Tarea
Prosigue el texto sobre las paradojas del desarrollo mundial a partir de su última oración.

Aún así, la Historia no deja de actuar como un avispero de paradojas. A pesar de las duras consecuencias de la crisis económica „cuyos daños perdurarán durante décadas„, lo cierto es que nunca antes el desarrollo había alcanzado tal difusión. Cada año, millones de ciudadanos en Asia y América Latina entran a formar parte de la clase media. El mayor número de teléfonos de última generación o de coches de fabricación europea se vende ya fuera del continente. La alfabetización se extiende imparable y la esperanza de vida se alarga mes a mes, gracias a la higiene, las vacunas, la prevención y los avances médicos. La tecnología ha facilitado la interconexión global y el comercio se internacionaliza en una proporción inédita hasta ahora. Y resulta plausible creer, como sostiene la Fundación Bill & Melinda Gates, que en pocas décadas ya no quedarán países sumidos en la pobreza extrema, más allá de algunas zonas en conflicto militar o regidas „es un decir„ por grupúsculos terroristas.

Listado
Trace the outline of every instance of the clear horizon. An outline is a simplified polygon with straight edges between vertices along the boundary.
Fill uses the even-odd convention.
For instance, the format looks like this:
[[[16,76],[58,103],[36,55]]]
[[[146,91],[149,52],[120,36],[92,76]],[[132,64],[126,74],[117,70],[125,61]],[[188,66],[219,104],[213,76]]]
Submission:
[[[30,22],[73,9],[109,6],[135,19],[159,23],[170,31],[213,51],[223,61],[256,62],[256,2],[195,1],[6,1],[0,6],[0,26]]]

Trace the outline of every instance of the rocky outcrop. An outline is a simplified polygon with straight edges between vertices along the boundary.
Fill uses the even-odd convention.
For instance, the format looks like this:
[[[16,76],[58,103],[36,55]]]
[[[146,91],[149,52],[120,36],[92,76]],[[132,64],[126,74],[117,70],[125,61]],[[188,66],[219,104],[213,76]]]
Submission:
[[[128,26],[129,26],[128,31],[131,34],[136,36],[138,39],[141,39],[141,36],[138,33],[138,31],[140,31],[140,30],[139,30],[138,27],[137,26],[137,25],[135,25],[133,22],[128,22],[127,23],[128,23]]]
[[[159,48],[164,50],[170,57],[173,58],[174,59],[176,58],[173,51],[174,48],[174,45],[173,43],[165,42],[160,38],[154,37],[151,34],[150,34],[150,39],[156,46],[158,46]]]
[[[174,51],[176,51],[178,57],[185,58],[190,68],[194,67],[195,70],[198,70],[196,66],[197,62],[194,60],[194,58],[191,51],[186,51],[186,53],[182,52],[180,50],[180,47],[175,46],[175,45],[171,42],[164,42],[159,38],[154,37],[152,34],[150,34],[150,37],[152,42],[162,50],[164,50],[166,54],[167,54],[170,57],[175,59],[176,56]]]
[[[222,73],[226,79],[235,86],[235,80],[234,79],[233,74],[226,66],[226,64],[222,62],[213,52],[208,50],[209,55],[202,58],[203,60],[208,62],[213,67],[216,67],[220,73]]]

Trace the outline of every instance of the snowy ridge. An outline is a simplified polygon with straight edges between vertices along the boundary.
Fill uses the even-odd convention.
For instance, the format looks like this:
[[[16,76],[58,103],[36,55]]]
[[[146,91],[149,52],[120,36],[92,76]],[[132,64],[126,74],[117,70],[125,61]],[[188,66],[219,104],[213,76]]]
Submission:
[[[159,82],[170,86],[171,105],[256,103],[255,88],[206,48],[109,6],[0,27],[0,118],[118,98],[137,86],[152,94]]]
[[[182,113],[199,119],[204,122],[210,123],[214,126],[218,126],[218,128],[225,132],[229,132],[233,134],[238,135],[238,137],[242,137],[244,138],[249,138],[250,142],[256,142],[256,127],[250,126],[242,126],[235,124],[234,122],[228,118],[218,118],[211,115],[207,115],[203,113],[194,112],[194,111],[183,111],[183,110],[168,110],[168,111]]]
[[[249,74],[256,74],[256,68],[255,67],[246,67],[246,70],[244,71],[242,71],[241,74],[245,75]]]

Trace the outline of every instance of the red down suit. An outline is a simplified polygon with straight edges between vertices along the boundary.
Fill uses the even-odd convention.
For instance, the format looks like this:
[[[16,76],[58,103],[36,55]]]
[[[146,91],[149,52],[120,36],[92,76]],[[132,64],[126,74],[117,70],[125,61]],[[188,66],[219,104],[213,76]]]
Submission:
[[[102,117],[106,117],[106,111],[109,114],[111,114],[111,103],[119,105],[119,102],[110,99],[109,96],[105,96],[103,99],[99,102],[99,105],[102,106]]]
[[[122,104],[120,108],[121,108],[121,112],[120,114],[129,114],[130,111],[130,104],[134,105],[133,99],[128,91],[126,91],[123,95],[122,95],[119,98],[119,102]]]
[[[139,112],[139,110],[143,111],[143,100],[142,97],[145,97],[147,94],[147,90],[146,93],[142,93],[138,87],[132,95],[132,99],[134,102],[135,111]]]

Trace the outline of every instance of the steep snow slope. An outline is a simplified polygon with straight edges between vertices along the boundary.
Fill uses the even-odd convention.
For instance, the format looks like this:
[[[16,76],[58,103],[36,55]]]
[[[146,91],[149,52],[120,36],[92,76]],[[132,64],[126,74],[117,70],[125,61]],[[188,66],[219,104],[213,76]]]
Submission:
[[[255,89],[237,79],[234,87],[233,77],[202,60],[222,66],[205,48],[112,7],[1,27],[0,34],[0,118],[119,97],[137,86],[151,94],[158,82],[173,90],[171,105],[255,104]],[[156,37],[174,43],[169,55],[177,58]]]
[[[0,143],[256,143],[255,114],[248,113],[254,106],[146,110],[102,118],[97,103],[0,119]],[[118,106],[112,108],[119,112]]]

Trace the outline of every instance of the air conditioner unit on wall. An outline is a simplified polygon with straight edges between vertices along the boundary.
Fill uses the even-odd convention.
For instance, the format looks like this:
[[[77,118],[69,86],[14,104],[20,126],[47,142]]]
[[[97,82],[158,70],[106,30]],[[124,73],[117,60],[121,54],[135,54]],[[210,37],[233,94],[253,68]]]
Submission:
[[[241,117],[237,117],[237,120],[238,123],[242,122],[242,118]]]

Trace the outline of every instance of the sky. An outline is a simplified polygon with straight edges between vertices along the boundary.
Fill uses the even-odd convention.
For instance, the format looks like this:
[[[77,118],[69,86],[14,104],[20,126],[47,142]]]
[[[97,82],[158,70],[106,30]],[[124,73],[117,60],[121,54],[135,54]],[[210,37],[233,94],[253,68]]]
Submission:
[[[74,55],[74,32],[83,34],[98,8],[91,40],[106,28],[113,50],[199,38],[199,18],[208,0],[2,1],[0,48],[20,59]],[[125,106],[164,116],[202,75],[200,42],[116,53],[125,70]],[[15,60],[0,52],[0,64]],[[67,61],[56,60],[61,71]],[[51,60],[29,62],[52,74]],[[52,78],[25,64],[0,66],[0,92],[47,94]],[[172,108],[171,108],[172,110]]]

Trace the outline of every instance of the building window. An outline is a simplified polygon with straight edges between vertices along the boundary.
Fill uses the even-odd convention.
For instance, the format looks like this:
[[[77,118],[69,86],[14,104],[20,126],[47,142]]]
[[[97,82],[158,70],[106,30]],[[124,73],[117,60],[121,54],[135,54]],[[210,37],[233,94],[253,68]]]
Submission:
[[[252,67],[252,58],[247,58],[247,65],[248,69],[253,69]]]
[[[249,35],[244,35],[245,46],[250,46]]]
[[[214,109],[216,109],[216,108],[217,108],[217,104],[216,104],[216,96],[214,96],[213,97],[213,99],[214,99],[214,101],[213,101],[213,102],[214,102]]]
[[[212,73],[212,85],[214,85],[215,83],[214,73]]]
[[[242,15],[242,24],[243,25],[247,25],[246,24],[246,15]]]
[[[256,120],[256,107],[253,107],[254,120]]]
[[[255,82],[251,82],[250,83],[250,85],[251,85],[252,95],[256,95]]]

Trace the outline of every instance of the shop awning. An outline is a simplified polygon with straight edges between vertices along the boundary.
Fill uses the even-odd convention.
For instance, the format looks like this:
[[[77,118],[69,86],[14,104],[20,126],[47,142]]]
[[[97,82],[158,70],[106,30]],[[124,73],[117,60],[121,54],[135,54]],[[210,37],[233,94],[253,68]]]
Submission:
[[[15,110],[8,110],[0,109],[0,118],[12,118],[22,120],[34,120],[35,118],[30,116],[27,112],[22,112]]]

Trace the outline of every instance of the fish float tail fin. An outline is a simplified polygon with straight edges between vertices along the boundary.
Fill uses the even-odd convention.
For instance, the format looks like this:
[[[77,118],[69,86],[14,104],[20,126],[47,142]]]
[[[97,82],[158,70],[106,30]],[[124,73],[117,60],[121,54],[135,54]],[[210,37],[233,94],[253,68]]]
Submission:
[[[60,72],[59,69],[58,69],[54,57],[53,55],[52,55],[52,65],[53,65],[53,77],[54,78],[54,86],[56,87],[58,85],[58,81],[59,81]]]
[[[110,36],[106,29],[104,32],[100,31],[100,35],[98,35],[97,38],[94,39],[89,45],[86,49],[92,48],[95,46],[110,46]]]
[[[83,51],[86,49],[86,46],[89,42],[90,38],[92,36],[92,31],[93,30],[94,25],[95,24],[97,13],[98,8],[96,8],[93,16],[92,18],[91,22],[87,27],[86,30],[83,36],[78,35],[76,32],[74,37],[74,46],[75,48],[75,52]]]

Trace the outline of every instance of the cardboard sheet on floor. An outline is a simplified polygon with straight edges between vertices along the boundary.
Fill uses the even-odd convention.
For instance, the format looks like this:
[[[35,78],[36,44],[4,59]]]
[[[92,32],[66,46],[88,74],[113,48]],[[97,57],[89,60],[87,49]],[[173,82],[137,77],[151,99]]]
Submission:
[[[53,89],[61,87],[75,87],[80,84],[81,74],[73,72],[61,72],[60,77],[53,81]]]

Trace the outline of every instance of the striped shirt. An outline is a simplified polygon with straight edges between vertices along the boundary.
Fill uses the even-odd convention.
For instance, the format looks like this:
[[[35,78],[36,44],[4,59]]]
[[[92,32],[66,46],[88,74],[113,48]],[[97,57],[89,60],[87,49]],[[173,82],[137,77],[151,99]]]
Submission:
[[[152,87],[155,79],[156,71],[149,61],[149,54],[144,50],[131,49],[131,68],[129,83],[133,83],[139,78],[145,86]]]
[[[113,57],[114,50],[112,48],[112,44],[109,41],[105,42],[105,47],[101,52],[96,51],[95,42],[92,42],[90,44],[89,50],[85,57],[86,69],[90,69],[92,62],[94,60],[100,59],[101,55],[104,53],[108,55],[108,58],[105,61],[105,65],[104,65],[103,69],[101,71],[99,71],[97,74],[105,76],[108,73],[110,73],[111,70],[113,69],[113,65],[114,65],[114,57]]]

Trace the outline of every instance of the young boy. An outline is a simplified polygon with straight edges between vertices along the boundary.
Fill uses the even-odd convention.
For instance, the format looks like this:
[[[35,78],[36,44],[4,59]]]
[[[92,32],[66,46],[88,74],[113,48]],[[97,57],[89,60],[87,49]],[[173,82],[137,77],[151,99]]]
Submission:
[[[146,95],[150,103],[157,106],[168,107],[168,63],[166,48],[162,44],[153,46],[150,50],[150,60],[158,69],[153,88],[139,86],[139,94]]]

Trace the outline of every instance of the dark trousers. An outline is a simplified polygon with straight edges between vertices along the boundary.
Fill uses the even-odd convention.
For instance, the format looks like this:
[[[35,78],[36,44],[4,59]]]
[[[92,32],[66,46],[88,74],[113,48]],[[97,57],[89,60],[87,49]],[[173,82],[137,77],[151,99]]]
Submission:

Respuesta
Desde una perspectiva histórica nuestra época sólo se puede definir desde el éxito, lo cual no excluye que todavía existan enormes bolsas de miseria y de injusticia. En Occidente, una peligrosa atomización económica empieza a propagarse, alentando además una sociedad a dos velocidades. Sin duda, la revuelta de las elites en contra de las legítimas necesidades de la mayoría habría repugnado a los primeros padres de la democracia tanto como las retóricas antisistema de los viejos y nuevos populismos. El logro de la democracia apunta necesariamente hacia el futuro. Y para ello es fundamental que los gobiernos recuperen cuanto antes el prestigio moral que fundamenta la confianza y que ahora, dañada por la corrupción de los partidos y la crisis económica, parece perdida.